## Selected text
● ● ● ●
I rarely restrain patients anymore (maybe once a month or so?), however I am a surgery resident. Most specialists don't do a lot of restraining because they are either working at a referral practice (with plenty of techs to go around usually), or an academic institution (where you have students AND techs to restrain for you). GPs certainly still will have to restrain animals on a routine basis.
I am not in academia but I am in a referral practice that from an operational standpoint is very similar to academia.
I agree with everything DVMD and SocialStigma said, but I'd add one thing:
I may not restrain <as often> as a vet ...... but frequently, when I have to, it's because I'm the end of the line, responsible for whatever happens, and there's a reason I'm stepping in. So as a vet, you may get stuck with the tough ones; especially if your practice doesn't have a dog/cat whisperer.
Thank you
It's true. Ive been trying to be calm its probably anxiety
You being anxious will just make the situation worse because the animal will pick it up and feel even more strongly that there is reason to be afraid.
Drugs are your friend. If an animal is that difficult and dangerous to restrain, no one should be doing restraint unless the patient is drugged -- that animal needs sedation or anesthesia. Or someone's not restraining properly
In my opinion, getting bit 10 times in one's career is too often; I think if it's happening more than once every few years, it's too much - at least if you're working with pets. (OK, I guess it depends on how long your career is.)
Amen to all of that. Drugs are your friend - and they are the animal's friend. Obviously the primary reason we sedate an unmanageable patient is for our safety, but it's also so we can do a better exam, and it's for the patient's safety and emotional well-being. Everybody wins with appropriate sedation, barring some super rare adverse effect from the drugs.
I also agree that getting bit 10 times is too often. At least, as a generalized statement.
● ● ● ●
Natural language region descriptions:
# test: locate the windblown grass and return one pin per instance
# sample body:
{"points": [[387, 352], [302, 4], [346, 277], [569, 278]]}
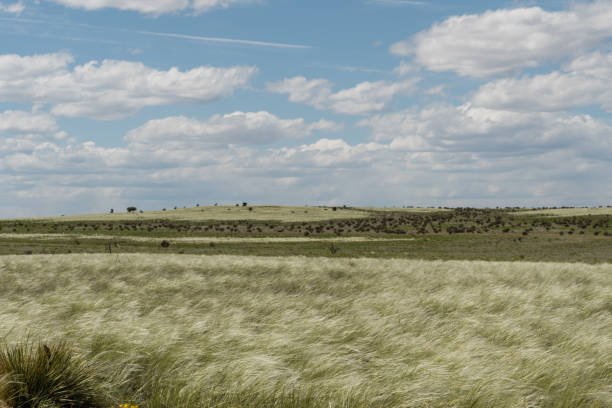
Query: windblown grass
{"points": [[187, 331], [42, 376]]}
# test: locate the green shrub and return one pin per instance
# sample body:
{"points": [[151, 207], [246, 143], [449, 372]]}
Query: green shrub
{"points": [[37, 376]]}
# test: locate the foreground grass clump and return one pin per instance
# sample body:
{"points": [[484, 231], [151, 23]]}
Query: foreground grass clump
{"points": [[40, 376], [223, 331]]}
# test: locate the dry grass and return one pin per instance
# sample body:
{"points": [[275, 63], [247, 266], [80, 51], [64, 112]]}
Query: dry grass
{"points": [[225, 213], [72, 237], [413, 210], [569, 212], [295, 332]]}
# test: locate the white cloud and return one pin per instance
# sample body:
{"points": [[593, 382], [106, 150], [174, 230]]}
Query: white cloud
{"points": [[583, 82], [13, 8], [439, 155], [491, 133], [508, 40], [155, 7], [20, 122], [111, 89], [250, 128], [364, 98]]}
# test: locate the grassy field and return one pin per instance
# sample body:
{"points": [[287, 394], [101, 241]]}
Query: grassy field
{"points": [[569, 212], [313, 307], [190, 331], [224, 213]]}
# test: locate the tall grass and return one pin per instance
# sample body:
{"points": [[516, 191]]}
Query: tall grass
{"points": [[187, 331], [38, 375]]}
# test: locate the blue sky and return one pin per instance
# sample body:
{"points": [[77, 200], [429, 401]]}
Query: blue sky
{"points": [[110, 103]]}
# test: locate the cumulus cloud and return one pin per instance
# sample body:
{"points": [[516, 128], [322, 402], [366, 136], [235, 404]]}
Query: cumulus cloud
{"points": [[249, 128], [482, 131], [111, 89], [154, 7], [583, 82], [508, 40], [364, 98], [14, 8], [20, 122], [439, 155]]}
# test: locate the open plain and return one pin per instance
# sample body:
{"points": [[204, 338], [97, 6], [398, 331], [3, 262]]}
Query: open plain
{"points": [[350, 308]]}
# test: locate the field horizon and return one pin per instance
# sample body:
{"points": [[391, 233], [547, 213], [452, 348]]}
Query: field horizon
{"points": [[308, 307]]}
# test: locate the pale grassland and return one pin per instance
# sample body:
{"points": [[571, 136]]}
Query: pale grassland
{"points": [[69, 237], [224, 213], [416, 210], [189, 331], [569, 212]]}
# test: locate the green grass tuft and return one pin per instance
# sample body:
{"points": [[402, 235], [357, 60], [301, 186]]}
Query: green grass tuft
{"points": [[41, 376]]}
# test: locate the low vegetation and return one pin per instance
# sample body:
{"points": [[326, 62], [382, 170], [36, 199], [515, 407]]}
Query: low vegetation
{"points": [[189, 331]]}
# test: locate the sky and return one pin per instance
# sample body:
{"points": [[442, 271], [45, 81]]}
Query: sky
{"points": [[162, 103]]}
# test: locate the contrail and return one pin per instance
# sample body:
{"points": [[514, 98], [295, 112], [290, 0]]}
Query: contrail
{"points": [[225, 40]]}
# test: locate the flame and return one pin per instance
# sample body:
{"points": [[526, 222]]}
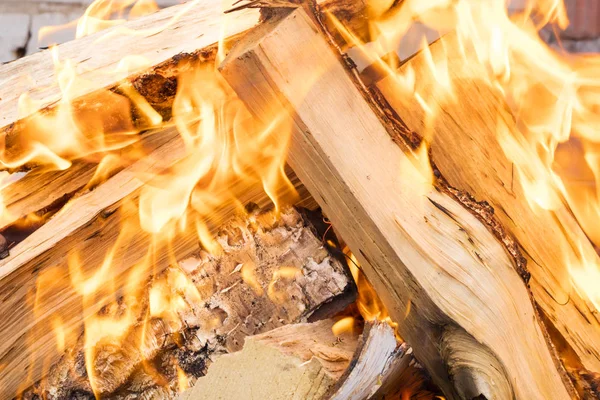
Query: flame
{"points": [[226, 153], [100, 15], [554, 97]]}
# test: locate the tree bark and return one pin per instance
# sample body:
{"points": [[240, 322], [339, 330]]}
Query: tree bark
{"points": [[417, 243], [227, 297], [35, 279], [465, 149]]}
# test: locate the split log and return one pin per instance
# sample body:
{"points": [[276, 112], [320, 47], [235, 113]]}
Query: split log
{"points": [[88, 226], [465, 149], [227, 297], [187, 29], [301, 361], [416, 242], [307, 361], [378, 368]]}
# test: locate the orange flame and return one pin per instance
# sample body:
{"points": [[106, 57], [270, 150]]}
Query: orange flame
{"points": [[554, 97]]}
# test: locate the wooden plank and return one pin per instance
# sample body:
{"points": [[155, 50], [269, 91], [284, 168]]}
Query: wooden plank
{"points": [[158, 37], [218, 306], [465, 148], [89, 225], [417, 244]]}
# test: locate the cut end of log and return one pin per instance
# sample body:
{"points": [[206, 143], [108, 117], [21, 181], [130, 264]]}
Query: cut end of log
{"points": [[238, 293]]}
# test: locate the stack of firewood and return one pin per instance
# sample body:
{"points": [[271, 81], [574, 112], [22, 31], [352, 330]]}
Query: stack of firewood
{"points": [[475, 280]]}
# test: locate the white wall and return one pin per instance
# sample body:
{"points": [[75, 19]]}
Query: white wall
{"points": [[20, 21]]}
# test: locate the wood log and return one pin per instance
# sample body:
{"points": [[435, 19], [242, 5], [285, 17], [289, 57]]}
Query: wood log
{"points": [[300, 361], [159, 37], [89, 226], [227, 297], [417, 243], [465, 149], [132, 95], [307, 361], [378, 367]]}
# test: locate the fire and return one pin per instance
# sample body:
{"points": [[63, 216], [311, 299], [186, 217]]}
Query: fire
{"points": [[554, 97], [100, 15], [225, 153]]}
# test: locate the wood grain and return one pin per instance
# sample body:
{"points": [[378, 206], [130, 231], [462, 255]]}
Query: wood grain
{"points": [[415, 243], [463, 137]]}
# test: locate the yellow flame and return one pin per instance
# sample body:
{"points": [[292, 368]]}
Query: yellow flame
{"points": [[554, 97]]}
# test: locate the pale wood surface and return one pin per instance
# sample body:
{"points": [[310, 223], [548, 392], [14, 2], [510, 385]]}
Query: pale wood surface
{"points": [[465, 148], [300, 361], [415, 243], [217, 316], [378, 360], [157, 38], [90, 226]]}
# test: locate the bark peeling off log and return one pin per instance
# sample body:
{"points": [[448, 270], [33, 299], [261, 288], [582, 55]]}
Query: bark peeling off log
{"points": [[441, 259], [229, 297]]}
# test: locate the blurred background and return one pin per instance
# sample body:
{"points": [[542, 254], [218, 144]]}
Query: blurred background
{"points": [[21, 20]]}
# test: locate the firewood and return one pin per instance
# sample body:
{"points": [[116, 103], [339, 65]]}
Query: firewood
{"points": [[378, 368], [88, 226], [301, 361], [186, 29], [227, 297], [466, 151], [168, 41], [307, 361], [417, 242]]}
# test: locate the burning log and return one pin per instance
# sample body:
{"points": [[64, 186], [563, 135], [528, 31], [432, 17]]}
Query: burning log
{"points": [[180, 32], [471, 320], [272, 271], [46, 274], [466, 149], [307, 361]]}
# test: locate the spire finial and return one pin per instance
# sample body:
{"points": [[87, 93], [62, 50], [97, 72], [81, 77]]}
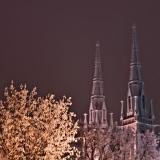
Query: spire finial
{"points": [[134, 26], [97, 44]]}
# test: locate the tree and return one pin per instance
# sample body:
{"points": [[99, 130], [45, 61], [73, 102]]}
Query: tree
{"points": [[36, 128], [116, 143], [148, 146]]}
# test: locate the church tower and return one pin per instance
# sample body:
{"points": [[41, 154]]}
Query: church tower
{"points": [[136, 114], [98, 110]]}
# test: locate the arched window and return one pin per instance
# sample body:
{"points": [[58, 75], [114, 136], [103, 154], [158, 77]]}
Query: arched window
{"points": [[129, 102]]}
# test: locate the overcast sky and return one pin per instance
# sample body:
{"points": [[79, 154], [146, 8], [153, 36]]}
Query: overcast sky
{"points": [[51, 45]]}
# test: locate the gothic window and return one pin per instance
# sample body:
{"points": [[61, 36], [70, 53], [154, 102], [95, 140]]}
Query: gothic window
{"points": [[129, 102], [143, 101]]}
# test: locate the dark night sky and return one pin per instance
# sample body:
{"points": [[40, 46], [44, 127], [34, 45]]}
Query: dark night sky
{"points": [[51, 45]]}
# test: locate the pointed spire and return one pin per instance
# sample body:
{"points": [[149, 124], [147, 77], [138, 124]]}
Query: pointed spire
{"points": [[98, 110], [135, 67]]}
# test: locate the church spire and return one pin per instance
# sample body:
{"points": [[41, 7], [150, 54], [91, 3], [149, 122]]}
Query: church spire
{"points": [[97, 110], [135, 85], [135, 67], [97, 89]]}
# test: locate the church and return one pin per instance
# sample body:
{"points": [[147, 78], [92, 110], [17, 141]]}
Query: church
{"points": [[135, 114]]}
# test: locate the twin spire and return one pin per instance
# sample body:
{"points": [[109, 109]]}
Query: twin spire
{"points": [[136, 99]]}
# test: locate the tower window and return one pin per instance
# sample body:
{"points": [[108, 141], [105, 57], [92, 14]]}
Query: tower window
{"points": [[129, 102], [143, 101]]}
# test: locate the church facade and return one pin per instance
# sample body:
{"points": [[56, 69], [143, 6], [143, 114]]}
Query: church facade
{"points": [[135, 114]]}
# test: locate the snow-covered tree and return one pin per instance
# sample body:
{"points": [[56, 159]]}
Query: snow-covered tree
{"points": [[36, 128]]}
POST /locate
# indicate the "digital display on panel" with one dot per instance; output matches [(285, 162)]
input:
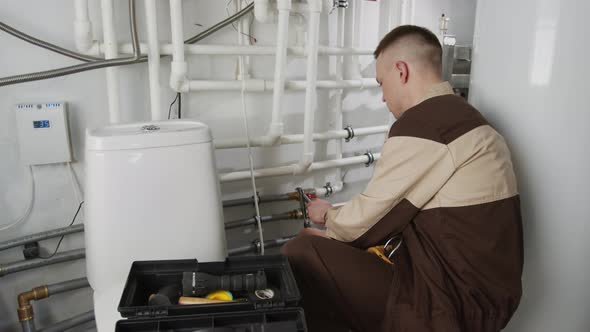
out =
[(41, 124)]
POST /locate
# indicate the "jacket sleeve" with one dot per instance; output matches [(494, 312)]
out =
[(410, 172)]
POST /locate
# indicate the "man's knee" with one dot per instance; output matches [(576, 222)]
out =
[(299, 249)]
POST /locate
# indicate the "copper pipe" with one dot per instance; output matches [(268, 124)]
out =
[(25, 308)]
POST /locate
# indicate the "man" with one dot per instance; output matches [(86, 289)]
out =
[(444, 192)]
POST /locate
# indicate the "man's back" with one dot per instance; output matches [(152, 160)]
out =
[(460, 266)]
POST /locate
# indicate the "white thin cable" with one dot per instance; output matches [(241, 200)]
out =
[(78, 193), (251, 162), (29, 207)]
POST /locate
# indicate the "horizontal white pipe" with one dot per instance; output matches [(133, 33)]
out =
[(322, 191), (257, 85), (298, 138), (203, 49), (290, 170)]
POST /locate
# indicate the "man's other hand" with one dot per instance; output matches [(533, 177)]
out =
[(313, 231), (317, 209)]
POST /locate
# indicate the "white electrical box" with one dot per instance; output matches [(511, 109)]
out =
[(43, 133)]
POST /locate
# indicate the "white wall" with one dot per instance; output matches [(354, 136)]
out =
[(86, 95), (530, 75), (461, 12)]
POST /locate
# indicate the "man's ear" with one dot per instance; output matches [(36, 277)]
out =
[(403, 71)]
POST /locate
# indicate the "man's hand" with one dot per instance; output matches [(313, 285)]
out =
[(313, 231), (317, 209)]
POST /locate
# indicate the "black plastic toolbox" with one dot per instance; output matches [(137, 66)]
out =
[(253, 314)]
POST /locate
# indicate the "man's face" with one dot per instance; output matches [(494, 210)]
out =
[(391, 87)]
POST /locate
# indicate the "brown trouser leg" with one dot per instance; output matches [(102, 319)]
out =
[(343, 287)]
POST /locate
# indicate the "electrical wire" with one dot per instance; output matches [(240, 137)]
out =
[(171, 104), (29, 207), (251, 38), (62, 237), (179, 105), (78, 193), (250, 160)]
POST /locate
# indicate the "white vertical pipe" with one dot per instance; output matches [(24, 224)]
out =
[(351, 63), (178, 70), (315, 8), (243, 39), (110, 45), (276, 125), (336, 116), (82, 26), (153, 58)]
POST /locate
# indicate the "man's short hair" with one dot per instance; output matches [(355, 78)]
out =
[(432, 52)]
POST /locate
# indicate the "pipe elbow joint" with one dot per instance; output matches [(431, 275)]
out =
[(263, 12), (284, 5), (25, 309), (275, 132), (315, 5)]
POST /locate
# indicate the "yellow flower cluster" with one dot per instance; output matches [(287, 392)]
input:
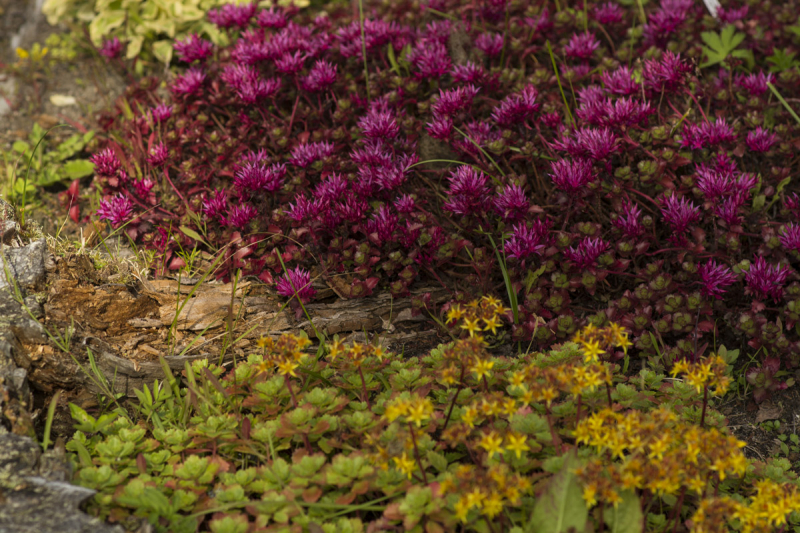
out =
[(544, 384), (766, 511), (656, 452), (478, 315), (416, 410), (595, 341), (285, 354), (709, 372), (487, 491), (356, 353)]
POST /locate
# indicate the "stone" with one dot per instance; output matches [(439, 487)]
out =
[(34, 502)]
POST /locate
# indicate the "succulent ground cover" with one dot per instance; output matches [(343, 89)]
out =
[(619, 174), (594, 164)]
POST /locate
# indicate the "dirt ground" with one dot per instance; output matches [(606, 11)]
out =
[(126, 314)]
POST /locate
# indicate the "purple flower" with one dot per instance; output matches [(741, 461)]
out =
[(161, 113), (489, 43), (430, 58), (468, 194), (111, 48), (790, 237), (189, 82), (667, 75), (231, 15), (158, 155), (321, 76), (304, 209), (596, 144), (517, 108), (297, 283), (755, 84), (629, 221), (353, 209), (765, 280), (760, 140), (117, 210), (525, 241), (440, 128), (587, 252), (331, 189), (620, 82), (383, 222), (248, 84), (468, 73), (193, 48), (405, 204), (679, 213), (240, 215), (217, 205), (707, 134), (715, 278), (792, 203), (305, 155), (511, 204), (254, 177), (608, 13), (665, 21), (290, 63), (106, 163), (453, 101), (572, 176), (540, 23), (271, 18), (379, 125), (581, 46)]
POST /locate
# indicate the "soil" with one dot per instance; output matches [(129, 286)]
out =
[(130, 316)]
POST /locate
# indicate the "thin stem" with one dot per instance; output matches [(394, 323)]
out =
[(416, 453), (363, 46), (364, 395)]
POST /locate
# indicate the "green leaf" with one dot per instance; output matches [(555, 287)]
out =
[(392, 59), (626, 516), (719, 46), (104, 23), (78, 168), (163, 51), (189, 232), (782, 60), (560, 508), (437, 460)]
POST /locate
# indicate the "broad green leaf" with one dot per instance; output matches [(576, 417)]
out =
[(134, 47), (720, 45), (163, 51), (78, 168), (104, 23), (626, 516), (189, 232), (561, 507)]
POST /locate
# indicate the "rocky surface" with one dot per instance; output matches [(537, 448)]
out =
[(35, 491)]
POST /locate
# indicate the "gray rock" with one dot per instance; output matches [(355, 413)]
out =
[(33, 503), (26, 265)]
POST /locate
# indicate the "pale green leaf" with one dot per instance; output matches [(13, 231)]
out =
[(561, 507)]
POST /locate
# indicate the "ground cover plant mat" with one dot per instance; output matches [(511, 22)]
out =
[(607, 193)]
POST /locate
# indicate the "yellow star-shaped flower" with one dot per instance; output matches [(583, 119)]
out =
[(516, 443)]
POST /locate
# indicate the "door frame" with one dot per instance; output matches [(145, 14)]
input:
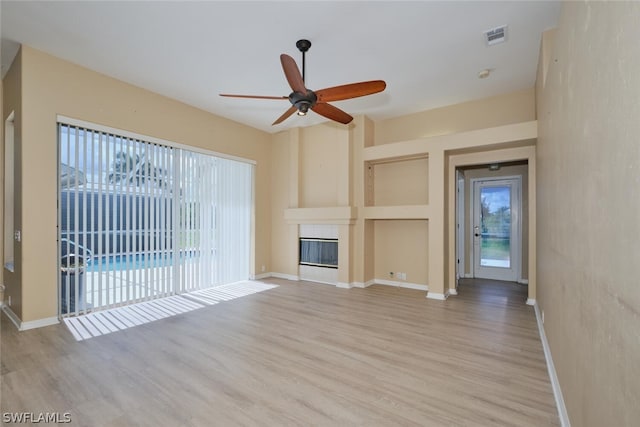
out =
[(460, 225), (516, 213)]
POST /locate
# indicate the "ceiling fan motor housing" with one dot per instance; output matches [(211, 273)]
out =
[(303, 101)]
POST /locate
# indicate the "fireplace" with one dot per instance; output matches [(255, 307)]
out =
[(319, 252)]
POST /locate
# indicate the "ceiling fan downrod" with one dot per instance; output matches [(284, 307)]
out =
[(303, 46)]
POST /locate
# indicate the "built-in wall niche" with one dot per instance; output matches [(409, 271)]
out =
[(401, 252), (397, 182)]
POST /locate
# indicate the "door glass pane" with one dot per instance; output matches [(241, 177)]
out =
[(495, 226)]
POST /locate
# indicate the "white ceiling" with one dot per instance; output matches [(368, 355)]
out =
[(428, 52)]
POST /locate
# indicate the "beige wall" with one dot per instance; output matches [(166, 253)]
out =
[(321, 167), (588, 158), (54, 87), (499, 110), (12, 102)]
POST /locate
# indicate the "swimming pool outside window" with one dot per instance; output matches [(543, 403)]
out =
[(142, 219)]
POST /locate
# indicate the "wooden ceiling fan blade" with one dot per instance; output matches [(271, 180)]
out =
[(286, 115), (353, 90), (230, 95), (331, 112), (292, 73)]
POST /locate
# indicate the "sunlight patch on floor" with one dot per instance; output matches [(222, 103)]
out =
[(120, 318)]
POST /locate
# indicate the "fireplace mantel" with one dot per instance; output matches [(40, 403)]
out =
[(341, 215)]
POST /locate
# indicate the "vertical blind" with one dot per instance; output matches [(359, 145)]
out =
[(139, 220)]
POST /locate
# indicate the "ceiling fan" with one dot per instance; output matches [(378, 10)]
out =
[(303, 99)]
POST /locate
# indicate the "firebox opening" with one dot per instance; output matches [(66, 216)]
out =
[(319, 252)]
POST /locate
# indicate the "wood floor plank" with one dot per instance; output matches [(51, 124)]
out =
[(297, 354)]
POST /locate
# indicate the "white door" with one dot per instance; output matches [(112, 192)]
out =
[(497, 228)]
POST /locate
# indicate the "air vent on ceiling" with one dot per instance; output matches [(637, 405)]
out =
[(496, 35)]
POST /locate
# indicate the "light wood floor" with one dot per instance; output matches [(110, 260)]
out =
[(299, 354)]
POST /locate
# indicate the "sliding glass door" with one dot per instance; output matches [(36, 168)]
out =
[(139, 220)]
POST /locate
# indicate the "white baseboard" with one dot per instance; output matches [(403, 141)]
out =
[(408, 285), (553, 376), (440, 297), (285, 276), (322, 282), (363, 285), (12, 316), (32, 324)]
● ● ● ●
Write the next part of the forum discussion about restraining animals in veterinary practice, starting after its last post. The records play no part in what comes next.

## Output for this task
I also do most of my exams without restraint. Part of it is putting the animal at ease, and everyone has their own style. I am a floor sitter (so long as I feel it's safe). I don't bend down over the dog (how frightening for the patient!), and I almost never put them on a scary table. I also take what they give me - I never look at what hurts first, and if they don't really like their face examined, I leave it until last. If they hate their <whatever> being touched, I leave it alone until I have to. No sense burning bridges with the animal just because you feel some obligation to do your exam in precisely the same order every time no exceptions. I quite regularly get feedback from clients that they are surprised at the positive interaction and that their regular DVM has to wrangle their dog, or their dog hates the RDVM, or ... etc. The less wrangling you do with most patients, the better, so long as you recognize which ones are safe to approach that way. Think how you'd react if you went into your doctor and they promptly wrapped their arms around you and squeezed tight so you couldn't move, started randomly forcing your head and limbs this way and that, brutishly pulled your mouth open, etc. It's a wonder our patients are as well-behaved as they are.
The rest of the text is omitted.